#### WORK INSTRUCTION:
Answer these questions from the article on the German court ruling below.
(a) Which publication called the ruling a "revolutionary moment for the European project"?
(b) Whose behavior during the 2008 financial crisis did the question before the court concern?
(c) In which decade did Germans see their savings devastated by money printing?

German Court Plunges EU Into Existential Crisis
Germany’s highest court produced a surprise ruling last Tuesday that plunged the European Union into an existential crisis. And I mean existential in both ways. It threatens the EU’s survival. But it also has Europe questioning the nature of its existence. What is the EU? Why does it exist? Who ultimately runs it?
By forcing the EU to answer these questions—and giving it a hard deadline on producing the answer—the German court could accelerate a massive transformation in the Union that will have global ramifications.
“The decision has the potential to unleash a constitutional crisis in the EU’s biggest member state and, with it, the entire eurozone,” wrote the Financial Times. Project Syndicate warned that the ruling “risks sacrificing the euro and possibly even the European Union.” The Telegraph called it a “revolutionary moment for the European project.”
The question before the court revolved around the European Central Bank’s (ecb) behavior during the 2008 financial crisis. Since that crisis hit, the bank has basically been printing money and then lending that money to eurozone governments (you can read more about exactly how this “money printing” works in an article I wrote a fortnight ago). Germans saw their savings devastated by money printing in the 1930s. So, a group of financial experts and politicians challenged the printing through the German court system.

#### DATASET CONTENT:

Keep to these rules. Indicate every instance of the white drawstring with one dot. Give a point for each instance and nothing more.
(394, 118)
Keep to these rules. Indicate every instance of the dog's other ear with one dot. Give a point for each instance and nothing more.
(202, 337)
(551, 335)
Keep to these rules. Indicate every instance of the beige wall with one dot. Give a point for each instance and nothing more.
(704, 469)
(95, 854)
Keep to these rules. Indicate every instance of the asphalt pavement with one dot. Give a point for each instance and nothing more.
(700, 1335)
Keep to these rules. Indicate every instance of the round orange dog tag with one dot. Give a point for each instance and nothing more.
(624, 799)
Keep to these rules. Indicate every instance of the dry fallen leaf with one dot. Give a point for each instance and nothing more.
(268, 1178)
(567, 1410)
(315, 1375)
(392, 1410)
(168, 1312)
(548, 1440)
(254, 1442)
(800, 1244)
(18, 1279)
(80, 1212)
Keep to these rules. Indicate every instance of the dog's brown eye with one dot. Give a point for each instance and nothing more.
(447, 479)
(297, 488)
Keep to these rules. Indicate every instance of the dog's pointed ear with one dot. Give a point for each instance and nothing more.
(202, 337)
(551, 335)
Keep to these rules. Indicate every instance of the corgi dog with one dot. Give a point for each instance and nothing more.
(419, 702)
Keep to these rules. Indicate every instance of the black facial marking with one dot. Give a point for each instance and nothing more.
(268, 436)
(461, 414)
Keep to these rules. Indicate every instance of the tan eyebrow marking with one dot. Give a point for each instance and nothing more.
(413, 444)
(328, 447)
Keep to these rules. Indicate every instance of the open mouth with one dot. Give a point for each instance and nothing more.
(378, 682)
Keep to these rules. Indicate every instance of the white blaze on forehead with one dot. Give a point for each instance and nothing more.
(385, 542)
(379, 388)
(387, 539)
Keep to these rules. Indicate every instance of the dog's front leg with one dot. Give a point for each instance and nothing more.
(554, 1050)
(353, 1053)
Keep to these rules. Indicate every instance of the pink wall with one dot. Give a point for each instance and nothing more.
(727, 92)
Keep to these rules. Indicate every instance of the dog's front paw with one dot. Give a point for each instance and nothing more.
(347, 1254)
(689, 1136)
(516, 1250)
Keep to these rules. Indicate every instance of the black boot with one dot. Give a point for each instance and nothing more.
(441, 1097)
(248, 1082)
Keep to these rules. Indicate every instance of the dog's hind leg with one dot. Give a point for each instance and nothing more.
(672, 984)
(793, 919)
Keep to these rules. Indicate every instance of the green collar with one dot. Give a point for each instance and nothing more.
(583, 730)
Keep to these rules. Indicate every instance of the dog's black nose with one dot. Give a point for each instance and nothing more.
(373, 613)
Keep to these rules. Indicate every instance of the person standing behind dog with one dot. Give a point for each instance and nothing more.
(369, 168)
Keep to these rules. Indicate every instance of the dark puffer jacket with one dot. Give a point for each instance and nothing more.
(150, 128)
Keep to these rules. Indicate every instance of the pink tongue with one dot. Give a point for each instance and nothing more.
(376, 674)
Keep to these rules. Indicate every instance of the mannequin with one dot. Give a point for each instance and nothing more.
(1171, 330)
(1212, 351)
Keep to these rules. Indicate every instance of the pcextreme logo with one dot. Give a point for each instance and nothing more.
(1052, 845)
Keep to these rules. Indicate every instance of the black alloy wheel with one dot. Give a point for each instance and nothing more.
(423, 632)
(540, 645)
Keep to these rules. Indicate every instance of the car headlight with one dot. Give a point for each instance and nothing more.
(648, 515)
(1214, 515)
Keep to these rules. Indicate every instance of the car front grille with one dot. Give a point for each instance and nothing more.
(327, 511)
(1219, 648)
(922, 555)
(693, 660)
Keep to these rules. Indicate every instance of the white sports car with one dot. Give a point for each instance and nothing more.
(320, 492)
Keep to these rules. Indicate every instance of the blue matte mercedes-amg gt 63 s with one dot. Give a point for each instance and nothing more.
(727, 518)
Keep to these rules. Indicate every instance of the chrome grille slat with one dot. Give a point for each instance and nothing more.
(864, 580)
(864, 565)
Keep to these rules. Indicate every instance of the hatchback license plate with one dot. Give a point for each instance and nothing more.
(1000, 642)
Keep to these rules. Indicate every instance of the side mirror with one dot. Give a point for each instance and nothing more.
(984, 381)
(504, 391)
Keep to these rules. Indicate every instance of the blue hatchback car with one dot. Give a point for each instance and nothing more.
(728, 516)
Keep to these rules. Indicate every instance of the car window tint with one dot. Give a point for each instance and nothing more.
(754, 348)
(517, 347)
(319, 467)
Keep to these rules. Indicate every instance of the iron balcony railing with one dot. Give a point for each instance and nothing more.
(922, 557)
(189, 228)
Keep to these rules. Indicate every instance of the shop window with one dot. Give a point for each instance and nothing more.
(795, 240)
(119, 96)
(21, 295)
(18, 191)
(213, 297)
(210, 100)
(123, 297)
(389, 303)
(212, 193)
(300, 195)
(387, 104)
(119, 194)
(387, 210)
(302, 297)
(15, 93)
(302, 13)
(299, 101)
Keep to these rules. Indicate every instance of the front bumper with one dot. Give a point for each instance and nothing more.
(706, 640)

#### EXERCISE ANSWER:
(a) The Telegraph
(b) The European Central Bank's (ECB's)
(c) The 1930s